(INFORMATION GIVEN):
***
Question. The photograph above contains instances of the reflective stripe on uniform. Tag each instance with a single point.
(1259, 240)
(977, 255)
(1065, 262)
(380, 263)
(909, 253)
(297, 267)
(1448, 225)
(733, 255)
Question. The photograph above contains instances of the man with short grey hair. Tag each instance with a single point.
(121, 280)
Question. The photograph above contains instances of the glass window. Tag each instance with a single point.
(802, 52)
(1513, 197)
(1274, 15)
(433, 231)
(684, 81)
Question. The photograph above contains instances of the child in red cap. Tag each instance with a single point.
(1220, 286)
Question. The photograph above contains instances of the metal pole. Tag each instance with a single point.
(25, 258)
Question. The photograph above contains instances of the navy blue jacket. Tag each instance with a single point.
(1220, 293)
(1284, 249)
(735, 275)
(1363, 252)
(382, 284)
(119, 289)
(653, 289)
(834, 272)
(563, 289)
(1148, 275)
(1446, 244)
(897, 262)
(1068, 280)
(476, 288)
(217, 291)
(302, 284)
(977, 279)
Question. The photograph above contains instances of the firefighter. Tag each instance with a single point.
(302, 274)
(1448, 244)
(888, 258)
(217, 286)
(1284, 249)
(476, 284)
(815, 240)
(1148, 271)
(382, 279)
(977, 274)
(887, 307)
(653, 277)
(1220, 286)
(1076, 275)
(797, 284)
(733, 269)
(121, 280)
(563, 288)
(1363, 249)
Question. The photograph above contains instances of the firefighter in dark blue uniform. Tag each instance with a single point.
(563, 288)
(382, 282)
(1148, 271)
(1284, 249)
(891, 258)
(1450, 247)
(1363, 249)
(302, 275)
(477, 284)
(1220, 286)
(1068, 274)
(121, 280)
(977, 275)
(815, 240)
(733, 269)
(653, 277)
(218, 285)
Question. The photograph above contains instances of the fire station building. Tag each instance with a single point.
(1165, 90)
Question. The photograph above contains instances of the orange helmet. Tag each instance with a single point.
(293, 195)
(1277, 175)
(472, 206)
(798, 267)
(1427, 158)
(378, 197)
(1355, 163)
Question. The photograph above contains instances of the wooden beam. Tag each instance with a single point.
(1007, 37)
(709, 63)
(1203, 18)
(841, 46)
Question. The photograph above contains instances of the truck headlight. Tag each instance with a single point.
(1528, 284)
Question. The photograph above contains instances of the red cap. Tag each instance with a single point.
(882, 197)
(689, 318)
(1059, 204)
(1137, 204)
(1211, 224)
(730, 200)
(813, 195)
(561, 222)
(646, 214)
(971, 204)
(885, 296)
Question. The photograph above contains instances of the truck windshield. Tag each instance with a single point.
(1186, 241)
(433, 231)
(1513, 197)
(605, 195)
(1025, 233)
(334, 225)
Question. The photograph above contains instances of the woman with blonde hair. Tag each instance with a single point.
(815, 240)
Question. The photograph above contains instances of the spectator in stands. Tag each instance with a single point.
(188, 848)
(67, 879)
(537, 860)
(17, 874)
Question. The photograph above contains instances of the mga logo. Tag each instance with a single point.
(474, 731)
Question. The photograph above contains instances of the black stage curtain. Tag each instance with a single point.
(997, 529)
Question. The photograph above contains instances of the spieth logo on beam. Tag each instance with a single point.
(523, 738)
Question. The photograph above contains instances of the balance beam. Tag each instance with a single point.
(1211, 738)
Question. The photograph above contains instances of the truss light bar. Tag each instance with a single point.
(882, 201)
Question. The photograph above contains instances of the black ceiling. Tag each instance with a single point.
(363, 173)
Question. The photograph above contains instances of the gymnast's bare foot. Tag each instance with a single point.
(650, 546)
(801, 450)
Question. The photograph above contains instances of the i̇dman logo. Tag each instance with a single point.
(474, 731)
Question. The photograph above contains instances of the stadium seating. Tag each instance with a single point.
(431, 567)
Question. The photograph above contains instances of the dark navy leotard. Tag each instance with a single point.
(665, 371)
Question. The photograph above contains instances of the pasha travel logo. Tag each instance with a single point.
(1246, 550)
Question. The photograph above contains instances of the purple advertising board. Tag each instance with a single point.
***
Quote the line that contains "Question. The photograph above contains instances of the woman" and each line after it through the end of the data, exactly, leaving out everything else.

Question. The photograph above contains instances of the woman with blonde hair. Tag each instance with a single point.
(815, 240)
Question. The photograph above contains instances of the spectator in stands. Tag each instance with a single point.
(188, 848)
(67, 879)
(537, 860)
(17, 874)
Question. The photograph above contains instances of the mga logo. Tag each instance with a single point.
(474, 731)
Question. The photograph above contains instances of the black stage curtain. Tag each instance with a single point.
(997, 529)
Question. The photograph above contains instances of the spieth logo on beam. Tag each instance with a single point.
(523, 738)
Question. The photograph above contains instances of the balance beam. Tag each instance with a single point.
(1211, 738)
Question. The photograph above contains instances of the truss light bar. Tag each instance with a single point.
(882, 201)
Question. The photograph above contains instances of the black ceiling. Tag each instance with a single point.
(363, 173)
Question. The photograph above contains instances of the gymnast's bare foot. Tag each instance with a single point.
(650, 546)
(801, 450)
Question. The photograph above contains instances of the i̇dman logo. Tag each instance with a single point.
(474, 731)
Question. The photograph above contains instances of the stadium seating. Tag each instance with a single point.
(431, 567)
Question. The photograph above contains instances of the dark navy leotard. Tag each instance with a single point.
(665, 371)
Question. The photograph above contains instances of the pasha travel logo. Tag each instance with a single point.
(1246, 550)
Question. The photograph above contains instances of the purple advertising board. Tag each instance with a single point.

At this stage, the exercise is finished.